>> begin DATA RECORDS

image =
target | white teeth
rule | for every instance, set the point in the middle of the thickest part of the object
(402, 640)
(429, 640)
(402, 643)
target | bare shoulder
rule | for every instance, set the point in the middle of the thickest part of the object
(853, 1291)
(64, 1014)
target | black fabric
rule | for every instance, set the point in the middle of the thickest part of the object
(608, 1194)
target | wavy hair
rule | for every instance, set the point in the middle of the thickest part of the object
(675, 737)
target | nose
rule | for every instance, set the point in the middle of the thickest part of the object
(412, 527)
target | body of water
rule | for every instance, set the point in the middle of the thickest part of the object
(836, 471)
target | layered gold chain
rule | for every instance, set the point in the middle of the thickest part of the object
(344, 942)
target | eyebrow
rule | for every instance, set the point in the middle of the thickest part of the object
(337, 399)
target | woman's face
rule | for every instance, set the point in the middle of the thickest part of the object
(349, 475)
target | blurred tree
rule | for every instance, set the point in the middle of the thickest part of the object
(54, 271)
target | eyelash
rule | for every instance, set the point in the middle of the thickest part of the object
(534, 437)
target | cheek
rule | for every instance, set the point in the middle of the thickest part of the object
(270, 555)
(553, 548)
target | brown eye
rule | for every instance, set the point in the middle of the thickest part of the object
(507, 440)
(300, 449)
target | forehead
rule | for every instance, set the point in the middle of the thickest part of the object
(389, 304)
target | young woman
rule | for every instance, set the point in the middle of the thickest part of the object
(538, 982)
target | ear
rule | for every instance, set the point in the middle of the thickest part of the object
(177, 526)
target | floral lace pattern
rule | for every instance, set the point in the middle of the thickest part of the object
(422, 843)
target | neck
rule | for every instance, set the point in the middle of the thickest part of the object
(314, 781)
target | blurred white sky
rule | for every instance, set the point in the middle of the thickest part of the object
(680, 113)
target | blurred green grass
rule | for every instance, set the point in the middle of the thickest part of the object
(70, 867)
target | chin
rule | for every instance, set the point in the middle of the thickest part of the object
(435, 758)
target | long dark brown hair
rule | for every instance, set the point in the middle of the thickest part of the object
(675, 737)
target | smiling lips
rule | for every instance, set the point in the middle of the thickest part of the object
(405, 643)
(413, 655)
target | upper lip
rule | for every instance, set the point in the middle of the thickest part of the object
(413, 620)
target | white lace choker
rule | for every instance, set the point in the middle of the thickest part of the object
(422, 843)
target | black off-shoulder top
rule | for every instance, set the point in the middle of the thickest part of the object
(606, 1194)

>> end DATA RECORDS

Copy the records above line for line, without changing anything.

image =
target | white teeth
rule | for every instance, set the point in the middle of the thickest part of the object
(402, 640)
(429, 640)
(402, 643)
target | bare shoulder
rule | for every instance, set the point in the middle of the thickest part of the object
(853, 1291)
(64, 1014)
target | black fabric
rule | for every instance, set the point in the middle of the thickest part of the object
(608, 1194)
target | wavy hair
rule | for every instance, set the point in the middle of the thickest part of the object
(675, 737)
target | nose
rule | for every instance, set the point in the middle of the thickest part of the object
(412, 527)
target | body of water
rule | for every instance, set the point in the middle of the thickest part of the object
(836, 471)
target | layered gold chain
rule | for every instance, set the point in the middle of the thickest part of the object
(344, 942)
target | eyebrow
rule | for every instance, set the point in the middle of the thickest part of the object
(337, 399)
target | woman's face
rule | for every instance, set the point in the middle of the thickest part of the object
(349, 475)
target | blurred tree
rule | for every instance, set the point in the middle of the thickest part of the object
(54, 271)
target | eyelash
rule | for every instance, set the point in the middle of the thickest part of the object
(534, 437)
target | cheek
rule | for every instance, set the point in the middle of the thickest part of the object
(270, 555)
(553, 548)
target | brown eye
rule | for every instance, set the point in the middle of the thickest part of the object
(507, 440)
(300, 449)
target | forehead
rule | for every instance, set the point in the middle of the thickest part of the object
(389, 304)
target | young woman
rule | for every instance, set the point in the middle of the thickest part of the object
(538, 982)
target | ear
rule | for every instance, set the point in the middle of the thickest part of the object
(177, 526)
target | floral lace pattern
rule | for every instance, set the point in the middle of the thickest part of the object
(422, 843)
target | neck
rule | for every instance, set the point in the middle of the thickest part of the object
(314, 781)
target | blurred white sky
rule | for every instance, set the point in the middle of the thickest part of the object
(680, 113)
target | blurred green grass
rule | for every instance, set the point in the middle of the thickest part of the object
(70, 867)
target | chin
rule | for every instance, set the point in the middle of the thickest part of the object
(435, 758)
target | long dark brown hair
rule | for every instance, set the point in the middle of the thickest part of the object
(675, 737)
target | smiling lips
rule | for every instance, set the point in the middle of the thickest part of the object
(405, 643)
(413, 655)
target | upper lip
rule | for every instance, set the point in the middle of the thickest part of the object
(413, 620)
target | white lace choker
rule | for every instance, set the point in the middle of the thickest part of the object
(422, 843)
target | black off-shoulder top
rule | for every instance, set the point in the middle of the thickest part of the object
(606, 1194)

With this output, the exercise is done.